- [Exercise brief]:
Please report every line in the records below that contains the string "fried", copying each such line in full. Case counts, so a line qualifies only if the capitalization matches.

- [Listed records]:
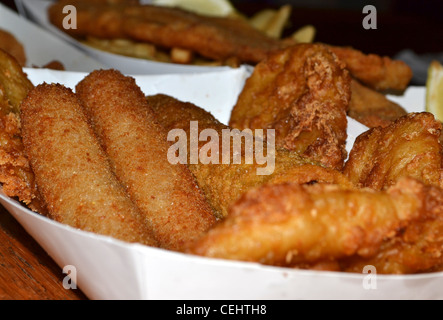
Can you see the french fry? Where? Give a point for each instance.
(182, 56)
(305, 34)
(261, 19)
(276, 25)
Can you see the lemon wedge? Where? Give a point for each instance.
(434, 90)
(215, 8)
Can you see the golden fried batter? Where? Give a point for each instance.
(379, 73)
(289, 224)
(417, 248)
(225, 183)
(409, 147)
(72, 171)
(303, 93)
(372, 108)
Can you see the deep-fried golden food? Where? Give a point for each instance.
(72, 171)
(16, 176)
(409, 147)
(289, 224)
(303, 93)
(380, 73)
(418, 248)
(11, 45)
(225, 183)
(372, 108)
(167, 194)
(211, 37)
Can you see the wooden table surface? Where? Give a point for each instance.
(27, 272)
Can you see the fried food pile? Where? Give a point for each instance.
(220, 39)
(97, 157)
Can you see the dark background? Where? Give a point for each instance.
(401, 24)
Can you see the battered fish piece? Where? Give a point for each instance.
(16, 176)
(222, 183)
(372, 108)
(302, 92)
(289, 224)
(409, 147)
(211, 37)
(379, 73)
(167, 194)
(72, 171)
(418, 248)
(10, 44)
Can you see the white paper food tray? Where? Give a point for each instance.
(41, 46)
(110, 269)
(36, 10)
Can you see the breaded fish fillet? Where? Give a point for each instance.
(289, 224)
(409, 147)
(225, 183)
(16, 176)
(167, 194)
(302, 92)
(72, 171)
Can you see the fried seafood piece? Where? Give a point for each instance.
(289, 224)
(302, 92)
(166, 193)
(72, 171)
(16, 176)
(417, 248)
(379, 73)
(211, 37)
(409, 147)
(372, 108)
(10, 44)
(224, 183)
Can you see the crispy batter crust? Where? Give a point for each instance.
(303, 93)
(289, 224)
(409, 147)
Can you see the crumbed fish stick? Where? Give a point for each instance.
(72, 171)
(225, 183)
(166, 193)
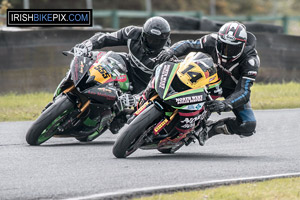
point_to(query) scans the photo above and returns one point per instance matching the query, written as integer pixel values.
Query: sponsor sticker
(191, 99)
(163, 77)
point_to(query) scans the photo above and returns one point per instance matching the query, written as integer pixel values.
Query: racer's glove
(128, 100)
(165, 55)
(83, 49)
(218, 106)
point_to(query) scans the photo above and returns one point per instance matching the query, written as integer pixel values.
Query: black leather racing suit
(139, 60)
(237, 78)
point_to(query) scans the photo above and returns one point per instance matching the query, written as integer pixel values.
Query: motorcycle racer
(144, 44)
(233, 51)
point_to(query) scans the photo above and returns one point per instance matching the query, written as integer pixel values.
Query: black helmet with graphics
(231, 41)
(156, 32)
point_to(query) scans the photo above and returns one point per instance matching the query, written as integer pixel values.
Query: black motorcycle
(87, 102)
(176, 87)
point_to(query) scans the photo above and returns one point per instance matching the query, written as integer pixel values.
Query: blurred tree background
(221, 7)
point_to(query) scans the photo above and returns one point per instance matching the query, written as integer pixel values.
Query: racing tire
(39, 133)
(124, 145)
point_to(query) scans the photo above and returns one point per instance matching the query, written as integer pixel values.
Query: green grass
(277, 189)
(275, 96)
(17, 107)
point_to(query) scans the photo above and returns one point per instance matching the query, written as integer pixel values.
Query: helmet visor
(155, 42)
(229, 50)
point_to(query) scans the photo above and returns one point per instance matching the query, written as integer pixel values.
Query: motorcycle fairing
(165, 82)
(79, 66)
(101, 94)
(103, 75)
(164, 74)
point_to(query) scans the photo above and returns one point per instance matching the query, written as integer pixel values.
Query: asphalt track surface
(65, 168)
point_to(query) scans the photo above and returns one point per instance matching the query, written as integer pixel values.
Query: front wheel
(131, 137)
(46, 125)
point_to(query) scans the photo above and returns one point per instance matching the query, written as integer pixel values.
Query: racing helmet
(156, 32)
(231, 41)
(197, 70)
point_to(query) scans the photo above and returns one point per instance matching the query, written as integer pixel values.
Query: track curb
(131, 193)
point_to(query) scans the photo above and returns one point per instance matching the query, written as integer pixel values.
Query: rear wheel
(46, 125)
(132, 137)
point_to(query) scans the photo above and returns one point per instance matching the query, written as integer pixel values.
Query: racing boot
(215, 128)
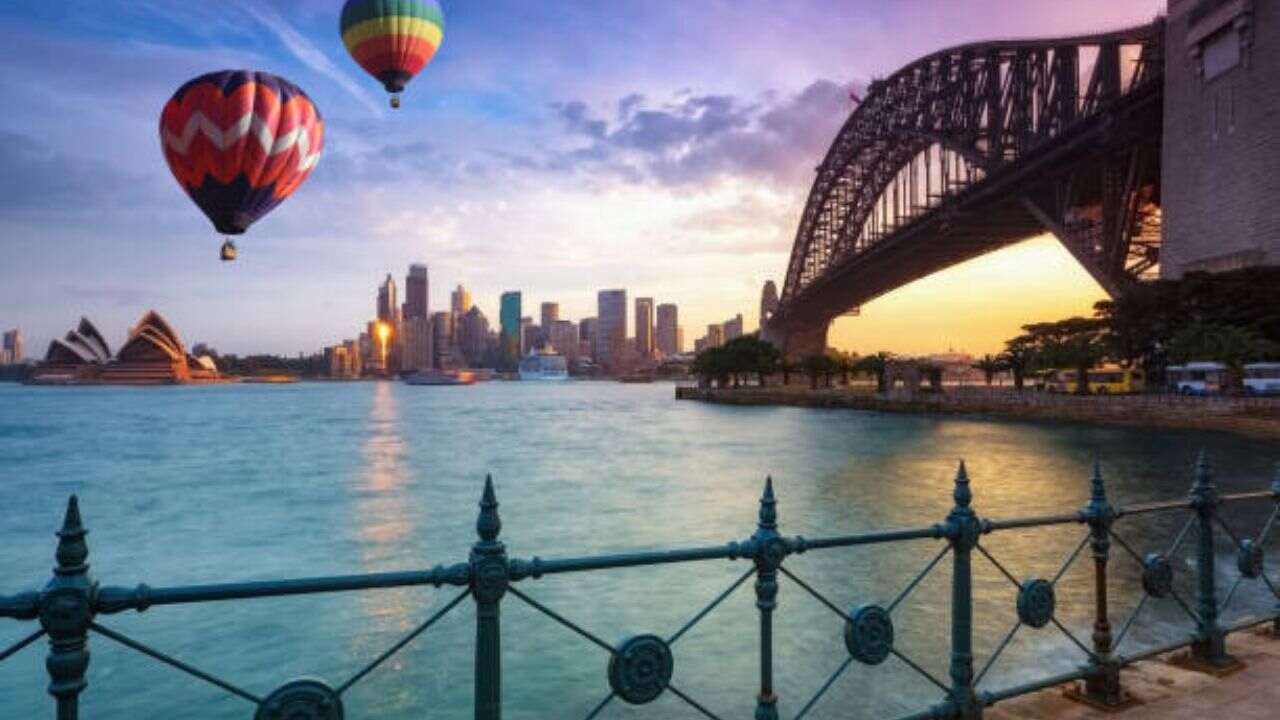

- [Result for this exercise]:
Can you see the golden fried batter? Where? Give a point for each instance.
Can you see the deep-fried golden food? Where? Give a point for each instance.
Can you see the fried food pile? Where? Give a point for each instance.
Can you see the fried seafood piece? Where? Give a point for each instance.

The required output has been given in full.